TAREAS A REALIZAR:
1/ Indica si cada afirmación coincide con el texto sobre la guerra en Ucrania: (a) el recuento de la ONU solo incluye víctimas verificadas por la Oficina del Alto Comisionado; (b) según la directora de Unicef, una de cada cinco escuelas ha sido dañada o destruida; (c) Unicef ha facilitado agua potable a más de 3,4 millones de personas. Responde sí o no y cita literalmente las palabras del texto que lo deciden.
2/ Prolonga el texto sobre la guerra en Ucrania a partir de su última frase.

-------- BLOQUE DE TEXTO

ESTA semana se han cumplido seis meses de la guerra de Rusia en Ucrania. Esta guerra, que es invasión y agresión, que es ilegal, ilegítima y criminal, ha producido entre los civiles 5.614 muertos y 7.946 heridos, según recuento de la ONU. Este registro, del que se encarga la Oficina del Alto Comisionado para los Derechos Humanos, incluye solo a las víctimas verificadas positivamente por este organismo, de modo que el número real con toda probabilidad es superior.

Unicef ha calculado que esta guerra en Ucrania ha dejado 972 niños muertos o heridos en estos seis meses. Siendo la fuente la misma, bien cabe colegirse de nuevo que el número real sea mayor. No solo se trata de muertos y heridos, deben denunciarse también, lo dijo esta semana António Guterres, secretario general de la ONU, “graves violaciones del derecho internacional de los derechos humanos y del derecho internacional humanitario cometidas sin apenas rendir cuentas. Millones de ucranianos han perdido sus hogares y sus posesiones materiales, convirtiéndose en desplazados internos o refugiados”.

La directora de Unicef ha incidido sobre los efectos sobre la infancia: “las escuelas han sido objeto de ataques o han sido utilizadas por las partes, por lo que las familias no se sienten seguras para enviar a sus hijos a la escuela. Calculamos que una de cada diez escuelas ha sido dañada o destruida. Todos los niños deben ir a la escuela y aprender.”

Unicef, en este contexto, ha aportado material didáctico a cerca de 290.000 menores, ha involucrado a más de 402.000 en la educación formal y no formal, ha facilitado agua potable a más de 3,4 millones de personas y ha distribuido suministros sanitarios a casi 4 millones de personas en las zonas afectadas por la guerra. En fin, si usted quiere puede ser parte de este esfuerzo con su donación, ya lo sabe. Ahí tenemos a nuestro buen Isidro Elezgarai, presidente de Unicef en el País Vasco, que sabrá dar buen uso a lo que podamos aportar.

----------------
-------- INFORMACIÓN PROPORCIONADA

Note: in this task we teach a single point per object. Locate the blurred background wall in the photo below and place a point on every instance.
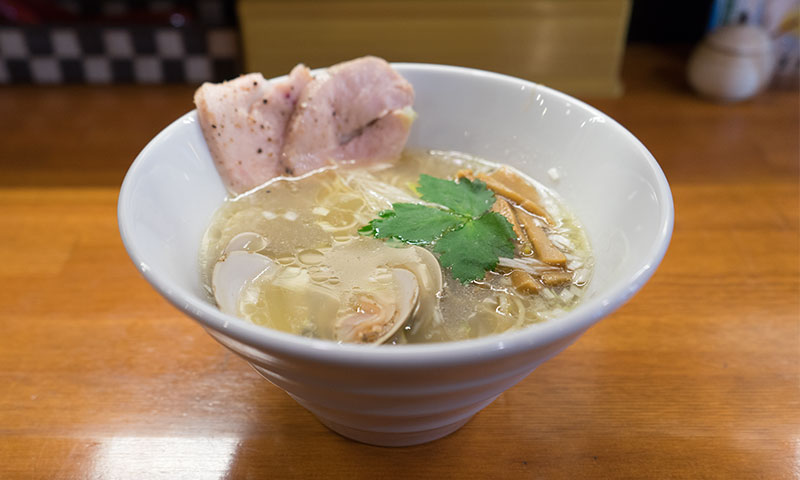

----------------

RESPUESTAS EN ORDEN:
1/
(a) Sí: «incluye solo a las víctimas verificadas positivamente por este organismo».
(b) No: «Calculamos que una de cada diez escuelas ha sido dañada o destruida».
(c) Sí: «ha facilitado agua potable a más de 3,4 millones de personas».

2/
Pienso en los niños que escribieron sus memorias o sus recuerdos durante la ocupación nazi. Pienso en el inmortal Diario de Anna Frank, o en los mágicos y purísimos Diarios de Petr Ginz, o en los recuerdos increíbles de Thomas Buergenthal en Un niño afortunado. Esta misma semana he visto la delicadísima y tierna película basada en el libro de recuerdos de Judith Kerr, Cuando Hitler robó el conejo rosa, que acabo de comprar en la librería de mi barrio y tengo a mi lado para esta tarde y mañana. Y pienso cuántos y cuántas Anna, Petr, Thomas y Judiths no habrá ahora en Ucrania, o aquí mismo entre los refugiados, a nuestro lado, escribiendo sus recuerdos del año en que Putin decidió robarles la infancia.

En estos libros encontramos a veces detalles menores, de personajes muy secundarios que aparecen de pasada, pero que por su actitud tonta y hostil aumentaron el dolor y la humillación. Los miserables que pintaron Z en los albergues de Bilbao bien podrían jugar el papel de ese odioso personaje. Los que insensiblemente culpan a las víctimas de que la agresión nos sube el precio de la energía o nos obliga a bajar el termostato un par de grados, hacen sus pinitos en ese odioso cásting.

Pero también suele haber en esas historias personajes secundarios que con un aparentemente insignificante detalle menor, con un gesto amable, con un detalle generoso, con una sonrisa justa en el momento adecuado, cambiaron a mejor un día o un momento e imprimieron así en una mente infantil memoria del bien para toda una vida.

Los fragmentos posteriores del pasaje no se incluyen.